YOUR GOAL. Pictures do not belong in the copy. Return all of the entries exactly.

─── GIVEN RECORDS

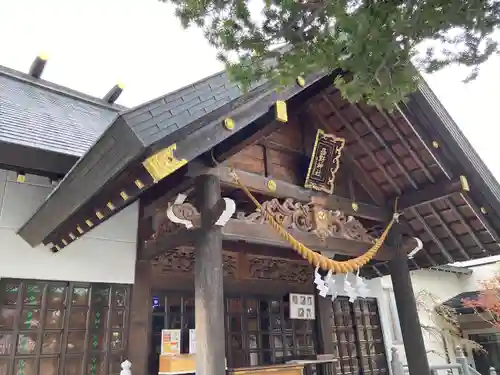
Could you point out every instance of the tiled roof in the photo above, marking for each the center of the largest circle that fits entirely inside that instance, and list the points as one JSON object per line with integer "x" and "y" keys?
{"x": 158, "y": 118}
{"x": 39, "y": 114}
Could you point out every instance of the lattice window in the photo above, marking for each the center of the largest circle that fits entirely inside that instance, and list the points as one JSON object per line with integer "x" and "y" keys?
{"x": 172, "y": 311}
{"x": 260, "y": 332}
{"x": 49, "y": 328}
{"x": 357, "y": 337}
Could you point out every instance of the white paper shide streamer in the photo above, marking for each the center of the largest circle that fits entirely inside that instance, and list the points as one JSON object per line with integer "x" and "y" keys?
{"x": 334, "y": 285}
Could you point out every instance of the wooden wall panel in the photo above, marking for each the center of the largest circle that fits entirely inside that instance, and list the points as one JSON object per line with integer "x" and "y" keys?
{"x": 250, "y": 159}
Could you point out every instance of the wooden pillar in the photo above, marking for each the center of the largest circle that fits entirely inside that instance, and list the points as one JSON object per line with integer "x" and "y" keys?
{"x": 413, "y": 339}
{"x": 140, "y": 319}
{"x": 324, "y": 324}
{"x": 208, "y": 281}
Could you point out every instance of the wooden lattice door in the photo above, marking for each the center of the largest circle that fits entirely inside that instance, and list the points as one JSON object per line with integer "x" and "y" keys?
{"x": 357, "y": 337}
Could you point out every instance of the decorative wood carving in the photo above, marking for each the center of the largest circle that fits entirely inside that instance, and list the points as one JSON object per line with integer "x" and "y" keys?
{"x": 309, "y": 218}
{"x": 181, "y": 260}
{"x": 266, "y": 268}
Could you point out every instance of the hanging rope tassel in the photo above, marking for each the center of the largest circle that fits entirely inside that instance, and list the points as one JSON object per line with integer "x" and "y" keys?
{"x": 314, "y": 258}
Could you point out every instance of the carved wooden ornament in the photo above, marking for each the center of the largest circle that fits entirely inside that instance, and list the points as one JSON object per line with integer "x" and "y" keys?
{"x": 311, "y": 218}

──────

SOLUTION.
Could you point out every instance of the tiled roof in the photo above, marking for each the center of the largest circle that fits entirely inside that instance, and list the points as one JSON object per line with integer "x" and "y" keys?
{"x": 158, "y": 118}
{"x": 39, "y": 114}
Could you point out every instance of the lattice window in the photo above, marking for each the center of the largest circle that fits entirely inside that instance, and list the points as one JSON object per line with integer "x" and "y" keys?
{"x": 172, "y": 311}
{"x": 260, "y": 332}
{"x": 49, "y": 328}
{"x": 357, "y": 337}
Could you point out every instance of the white paper shide streamer in the photo above, marking for each the center of the largest circle that fits entirely inside that instance, and list the points as one JSON object per line with integer "x" and "y" keys?
{"x": 334, "y": 285}
Could you point out every instance of the wooden wall panel in the photo above, marking for each the center of the largest circle that fits entirely inside that instance, and list the points as one JSON object per line with integer "x" and "y" keys?
{"x": 250, "y": 159}
Could you point out every instance of the wooden pillar in the photo above, marking for each the center of the largest circle that fits entirely inside that instance, and list the points as one JSON object per line with integer "x" and "y" keys?
{"x": 413, "y": 339}
{"x": 140, "y": 319}
{"x": 324, "y": 324}
{"x": 208, "y": 281}
Could you point out every instance of the wooden lattice door in the photo above, marking for each the center of the largest circle that fits entirely inside that instance, and list the points as one JSON object per line with integer "x" and "y" keys?
{"x": 357, "y": 337}
Could you point out every instance of the decorative wood carving in the photo above, marking for each the center of the largest circle that fits entirely inside that instance, and list the points as one JSON object per line with integer "x" and "y" keys?
{"x": 309, "y": 218}
{"x": 181, "y": 260}
{"x": 266, "y": 268}
Could you point out every instance of the hanging rope tassel in the photo above, marking for each the center of the largest circle that fits entirely inside that instance, and list the points as one JSON object per line with integer "x" and "y" keys?
{"x": 314, "y": 258}
Could you point out every instance of the carved wooden ornament in the photo above, marking for each the center of the largest circle that fits entirely inside that instance, and list the points as one JSON object per line with integer "x" and "y" keys?
{"x": 311, "y": 218}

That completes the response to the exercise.